== Raw data
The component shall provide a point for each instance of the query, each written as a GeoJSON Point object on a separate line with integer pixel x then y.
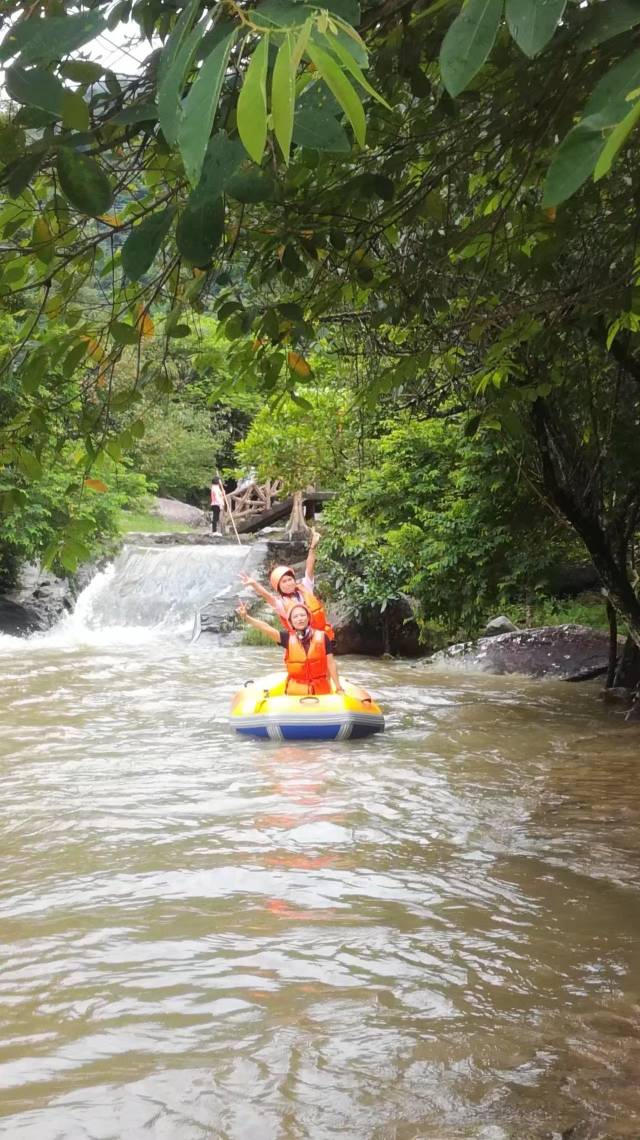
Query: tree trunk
{"type": "Point", "coordinates": [569, 501]}
{"type": "Point", "coordinates": [628, 673]}
{"type": "Point", "coordinates": [613, 644]}
{"type": "Point", "coordinates": [297, 528]}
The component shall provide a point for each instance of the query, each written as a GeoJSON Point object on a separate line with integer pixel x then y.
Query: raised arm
{"type": "Point", "coordinates": [332, 669]}
{"type": "Point", "coordinates": [257, 587]}
{"type": "Point", "coordinates": [310, 564]}
{"type": "Point", "coordinates": [262, 626]}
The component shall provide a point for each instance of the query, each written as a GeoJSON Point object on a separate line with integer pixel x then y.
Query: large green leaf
{"type": "Point", "coordinates": [283, 97]}
{"type": "Point", "coordinates": [532, 23]}
{"type": "Point", "coordinates": [580, 151]}
{"type": "Point", "coordinates": [468, 42]}
{"type": "Point", "coordinates": [574, 160]}
{"type": "Point", "coordinates": [252, 185]}
{"type": "Point", "coordinates": [224, 156]}
{"type": "Point", "coordinates": [316, 125]}
{"type": "Point", "coordinates": [21, 173]}
{"type": "Point", "coordinates": [86, 186]}
{"type": "Point", "coordinates": [137, 113]}
{"type": "Point", "coordinates": [81, 71]}
{"type": "Point", "coordinates": [346, 58]}
{"type": "Point", "coordinates": [252, 103]}
{"type": "Point", "coordinates": [281, 14]}
{"type": "Point", "coordinates": [340, 89]}
{"type": "Point", "coordinates": [144, 242]}
{"type": "Point", "coordinates": [177, 57]}
{"type": "Point", "coordinates": [200, 229]}
{"type": "Point", "coordinates": [321, 132]}
{"type": "Point", "coordinates": [609, 94]}
{"type": "Point", "coordinates": [199, 108]}
{"type": "Point", "coordinates": [50, 38]}
{"type": "Point", "coordinates": [35, 88]}
{"type": "Point", "coordinates": [609, 19]}
{"type": "Point", "coordinates": [75, 112]}
{"type": "Point", "coordinates": [616, 139]}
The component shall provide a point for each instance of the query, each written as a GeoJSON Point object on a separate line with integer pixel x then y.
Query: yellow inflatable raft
{"type": "Point", "coordinates": [262, 708]}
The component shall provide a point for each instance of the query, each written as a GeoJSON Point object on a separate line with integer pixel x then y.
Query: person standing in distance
{"type": "Point", "coordinates": [217, 502]}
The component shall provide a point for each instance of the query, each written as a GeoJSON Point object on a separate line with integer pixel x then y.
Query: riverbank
{"type": "Point", "coordinates": [431, 934]}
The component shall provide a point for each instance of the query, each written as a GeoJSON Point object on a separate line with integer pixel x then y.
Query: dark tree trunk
{"type": "Point", "coordinates": [613, 644]}
{"type": "Point", "coordinates": [628, 673]}
{"type": "Point", "coordinates": [568, 496]}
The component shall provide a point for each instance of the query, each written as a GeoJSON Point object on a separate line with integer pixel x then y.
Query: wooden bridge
{"type": "Point", "coordinates": [259, 505]}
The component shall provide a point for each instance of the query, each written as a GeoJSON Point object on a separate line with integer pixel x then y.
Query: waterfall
{"type": "Point", "coordinates": [163, 586]}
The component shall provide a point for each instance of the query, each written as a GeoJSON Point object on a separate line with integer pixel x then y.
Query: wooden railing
{"type": "Point", "coordinates": [253, 499]}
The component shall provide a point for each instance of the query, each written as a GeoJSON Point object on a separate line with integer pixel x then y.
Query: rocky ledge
{"type": "Point", "coordinates": [568, 652]}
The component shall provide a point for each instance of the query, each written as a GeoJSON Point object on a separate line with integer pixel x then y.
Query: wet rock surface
{"type": "Point", "coordinates": [175, 538]}
{"type": "Point", "coordinates": [568, 652]}
{"type": "Point", "coordinates": [501, 625]}
{"type": "Point", "coordinates": [175, 511]}
{"type": "Point", "coordinates": [39, 599]}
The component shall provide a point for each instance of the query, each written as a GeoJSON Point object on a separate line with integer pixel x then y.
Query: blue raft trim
{"type": "Point", "coordinates": [346, 726]}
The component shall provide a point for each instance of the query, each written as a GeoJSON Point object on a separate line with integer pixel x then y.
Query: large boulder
{"type": "Point", "coordinates": [37, 601]}
{"type": "Point", "coordinates": [568, 652]}
{"type": "Point", "coordinates": [501, 625]}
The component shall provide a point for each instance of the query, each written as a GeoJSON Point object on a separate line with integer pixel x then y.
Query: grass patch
{"type": "Point", "coordinates": [588, 610]}
{"type": "Point", "coordinates": [148, 523]}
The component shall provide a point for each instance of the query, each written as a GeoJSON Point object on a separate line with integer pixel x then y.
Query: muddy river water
{"type": "Point", "coordinates": [422, 936]}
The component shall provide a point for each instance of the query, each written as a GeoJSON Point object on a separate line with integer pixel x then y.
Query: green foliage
{"type": "Point", "coordinates": [179, 452]}
{"type": "Point", "coordinates": [306, 441]}
{"type": "Point", "coordinates": [553, 611]}
{"type": "Point", "coordinates": [437, 516]}
{"type": "Point", "coordinates": [62, 504]}
{"type": "Point", "coordinates": [145, 522]}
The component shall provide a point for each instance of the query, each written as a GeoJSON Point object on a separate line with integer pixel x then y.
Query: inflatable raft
{"type": "Point", "coordinates": [262, 708]}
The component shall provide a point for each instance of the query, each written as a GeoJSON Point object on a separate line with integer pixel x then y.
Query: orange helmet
{"type": "Point", "coordinates": [277, 573]}
{"type": "Point", "coordinates": [300, 605]}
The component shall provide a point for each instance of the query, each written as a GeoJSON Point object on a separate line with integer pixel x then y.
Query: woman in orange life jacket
{"type": "Point", "coordinates": [289, 592]}
{"type": "Point", "coordinates": [308, 653]}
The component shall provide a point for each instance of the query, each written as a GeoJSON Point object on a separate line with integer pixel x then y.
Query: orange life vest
{"type": "Point", "coordinates": [307, 668]}
{"type": "Point", "coordinates": [317, 616]}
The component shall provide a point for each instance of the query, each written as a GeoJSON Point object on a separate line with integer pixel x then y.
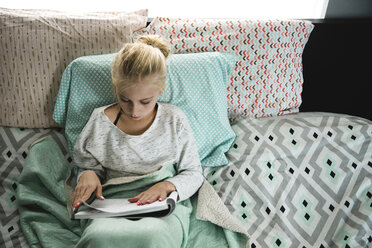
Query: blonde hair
{"type": "Point", "coordinates": [146, 57]}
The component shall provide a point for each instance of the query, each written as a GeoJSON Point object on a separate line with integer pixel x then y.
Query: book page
{"type": "Point", "coordinates": [122, 205]}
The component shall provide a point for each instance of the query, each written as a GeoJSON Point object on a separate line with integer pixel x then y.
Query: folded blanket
{"type": "Point", "coordinates": [45, 192]}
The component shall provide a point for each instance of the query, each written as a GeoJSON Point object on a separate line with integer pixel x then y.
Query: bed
{"type": "Point", "coordinates": [292, 179]}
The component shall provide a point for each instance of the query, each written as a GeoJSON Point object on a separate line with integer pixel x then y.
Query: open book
{"type": "Point", "coordinates": [123, 208]}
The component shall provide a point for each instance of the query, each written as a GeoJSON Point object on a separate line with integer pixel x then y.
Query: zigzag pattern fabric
{"type": "Point", "coordinates": [267, 80]}
{"type": "Point", "coordinates": [300, 180]}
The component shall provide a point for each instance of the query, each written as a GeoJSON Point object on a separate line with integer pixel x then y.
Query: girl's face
{"type": "Point", "coordinates": [139, 100]}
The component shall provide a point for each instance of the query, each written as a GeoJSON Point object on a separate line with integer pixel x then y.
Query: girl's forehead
{"type": "Point", "coordinates": [140, 91]}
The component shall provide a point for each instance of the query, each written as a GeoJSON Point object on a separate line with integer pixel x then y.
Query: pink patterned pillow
{"type": "Point", "coordinates": [267, 80]}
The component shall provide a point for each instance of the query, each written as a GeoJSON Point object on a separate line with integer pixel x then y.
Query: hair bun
{"type": "Point", "coordinates": [157, 42]}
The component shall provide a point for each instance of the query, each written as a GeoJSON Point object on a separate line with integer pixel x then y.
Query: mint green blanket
{"type": "Point", "coordinates": [44, 198]}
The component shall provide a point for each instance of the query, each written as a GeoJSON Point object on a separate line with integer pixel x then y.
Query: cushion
{"type": "Point", "coordinates": [37, 45]}
{"type": "Point", "coordinates": [196, 83]}
{"type": "Point", "coordinates": [267, 80]}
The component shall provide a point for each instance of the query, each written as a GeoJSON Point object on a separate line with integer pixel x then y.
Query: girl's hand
{"type": "Point", "coordinates": [88, 183]}
{"type": "Point", "coordinates": [159, 192]}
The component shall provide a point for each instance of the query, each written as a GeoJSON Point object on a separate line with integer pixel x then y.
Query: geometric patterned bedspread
{"type": "Point", "coordinates": [301, 180]}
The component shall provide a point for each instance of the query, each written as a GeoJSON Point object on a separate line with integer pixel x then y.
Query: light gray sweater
{"type": "Point", "coordinates": [111, 153]}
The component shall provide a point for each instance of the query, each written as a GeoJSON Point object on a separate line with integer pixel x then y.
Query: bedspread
{"type": "Point", "coordinates": [45, 193]}
{"type": "Point", "coordinates": [302, 180]}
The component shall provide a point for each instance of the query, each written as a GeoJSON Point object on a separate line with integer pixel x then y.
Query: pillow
{"type": "Point", "coordinates": [196, 83]}
{"type": "Point", "coordinates": [267, 80]}
{"type": "Point", "coordinates": [37, 45]}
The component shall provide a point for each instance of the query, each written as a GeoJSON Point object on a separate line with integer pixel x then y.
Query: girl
{"type": "Point", "coordinates": [136, 137]}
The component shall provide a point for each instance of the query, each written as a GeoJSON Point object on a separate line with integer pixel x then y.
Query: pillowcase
{"type": "Point", "coordinates": [37, 45]}
{"type": "Point", "coordinates": [267, 80]}
{"type": "Point", "coordinates": [196, 83]}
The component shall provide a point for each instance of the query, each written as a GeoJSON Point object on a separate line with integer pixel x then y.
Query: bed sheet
{"type": "Point", "coordinates": [301, 180]}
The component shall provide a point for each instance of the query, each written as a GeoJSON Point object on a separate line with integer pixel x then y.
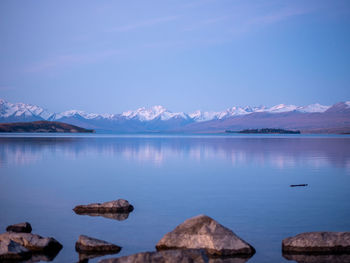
====
- **Task directions**: Which lines of the records above contain the word "trunk"? Collect every one of them.

- **Solution**:
Query: tree trunk
Query: dark tree trunk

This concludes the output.